**Page extract**.
Skip to main content

Azure authentication methods for chaos faults

Last updated on

This guide describes the supported methods for authenticating Azure chaos faults to the Azure Resource Manager API. Choose the method that best fits your security requirements and infrastructure setup.

Overview

Azure chaos faults support the following authentication methods, listed in order of priority:

MethodSecrets requiredBest for
Service principalClient secret (client secret json file)Harness Secret Manager
Workload identityNone (federated token)AKS (recommended)
Managed identityNoneAzure-hosted VMs/VMSS/AKS where node-level identity is acceptable

When no service principal authentication is configured, the fault uses Azure's DefaultAzureCredential, which automatically tries workload identity and managed identity in order.


Service principal

This method uses an Azure service principal with client secret authentication stored as a JSON file in Harness Secret Manager.

Prerequisites

  1. Create a service principal:
az ad sp create-for-rbac --name "harness-chaos-sp"

Note the appId, password, and tenant from the output.

  1. Assign the required role to the service principal:
az role assignment create \
--assignee <APP_ID> \
--role "<ROLE_NAME>" \
--scope /subscriptions/<SUBSCRIPTION_ID>

Refer to fault permissions for the minimum permissions required per fault.

Steps

  1. Create a JSON file with the service principal credentials. You can either:

    Option A: Generate the file automatically (legacy SDK format):

    az ad sp create-for-rbac --sdk-auth > azure.auth

    Option B: Manually create the JSON file with the following structure:

    {
    "clientId": "<APP_ID>",
    "clientSecret": "<PASSWORD>",
    "subscriptionId": "<SUBSCRIPTION_ID>",
    "tenantId": "<TENANT_ID>",
    "activeDirectoryEndpointUrl": "https://login.microsoftonline.com",
    "resourceManagerEndpointUrl": "https://management.azure.com/",
    "activeDirectoryGraphResourceId": "https://graph.windows.net/",
    "sqlManagementEndpointUrl": "https://management.core.windows.net:8443/",
    "galleryEndpointUrl": "https://gallery.azure.com/",
    "managementEndpointUrl": "https://management.core.windows.net/"
    }
    info

    Only clientId, clientSecret, subscriptionId, and tenantId are required. The endpoint URLs can use the default values shown above for Azure public cloud.

    note

    If you already have the service principal credentials (appId, password, tenantId, and subscriptionId) from the prerequisites step, you can directly create the JSON file using Option B and upload it to Harness Secret Manager without generating it via Azure CLI.

**Material**.

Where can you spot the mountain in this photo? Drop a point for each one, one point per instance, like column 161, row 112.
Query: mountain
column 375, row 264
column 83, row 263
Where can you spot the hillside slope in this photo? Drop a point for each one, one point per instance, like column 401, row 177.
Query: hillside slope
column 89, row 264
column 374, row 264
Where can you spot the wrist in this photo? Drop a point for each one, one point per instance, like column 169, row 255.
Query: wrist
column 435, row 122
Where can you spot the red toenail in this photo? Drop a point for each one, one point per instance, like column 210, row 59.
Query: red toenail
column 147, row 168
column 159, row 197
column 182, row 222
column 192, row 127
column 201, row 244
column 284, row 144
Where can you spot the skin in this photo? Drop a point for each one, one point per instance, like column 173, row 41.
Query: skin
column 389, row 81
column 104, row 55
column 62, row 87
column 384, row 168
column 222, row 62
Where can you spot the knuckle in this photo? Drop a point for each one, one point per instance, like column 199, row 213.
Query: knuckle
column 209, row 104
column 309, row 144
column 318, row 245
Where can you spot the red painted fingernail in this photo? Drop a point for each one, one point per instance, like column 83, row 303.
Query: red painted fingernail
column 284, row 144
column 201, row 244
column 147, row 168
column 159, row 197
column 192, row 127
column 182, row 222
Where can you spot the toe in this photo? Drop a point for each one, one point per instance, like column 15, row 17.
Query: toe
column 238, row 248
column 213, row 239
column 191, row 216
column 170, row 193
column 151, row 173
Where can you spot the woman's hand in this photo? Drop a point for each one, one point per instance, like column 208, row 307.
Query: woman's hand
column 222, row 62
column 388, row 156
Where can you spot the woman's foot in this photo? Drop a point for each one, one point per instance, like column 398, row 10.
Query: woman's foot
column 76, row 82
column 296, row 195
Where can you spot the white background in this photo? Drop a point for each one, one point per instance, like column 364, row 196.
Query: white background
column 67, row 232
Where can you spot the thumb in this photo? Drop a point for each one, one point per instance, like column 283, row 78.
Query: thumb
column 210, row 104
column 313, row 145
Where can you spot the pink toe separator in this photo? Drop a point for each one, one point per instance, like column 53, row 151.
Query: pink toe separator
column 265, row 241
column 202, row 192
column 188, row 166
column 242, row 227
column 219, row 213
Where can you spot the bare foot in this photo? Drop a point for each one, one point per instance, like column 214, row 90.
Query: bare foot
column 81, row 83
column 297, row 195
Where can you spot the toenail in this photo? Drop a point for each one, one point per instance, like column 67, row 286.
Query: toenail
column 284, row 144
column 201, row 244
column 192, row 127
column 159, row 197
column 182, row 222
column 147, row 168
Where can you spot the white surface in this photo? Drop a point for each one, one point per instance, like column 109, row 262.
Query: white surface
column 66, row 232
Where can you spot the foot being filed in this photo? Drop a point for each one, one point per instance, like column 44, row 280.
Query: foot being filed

**Stated problem**.
In the Azure authentication guide, replace "DefaultAzureCredential" with "ChainedTokenCredential" in the passage that begins at the words "When no service" and stops after "identity in order.", and write out that passage.

**Response**.
When no service principal authentication is configured, the fault uses Azure's ChainedTokenCredential, which automatically tries workload identity and managed identity in order.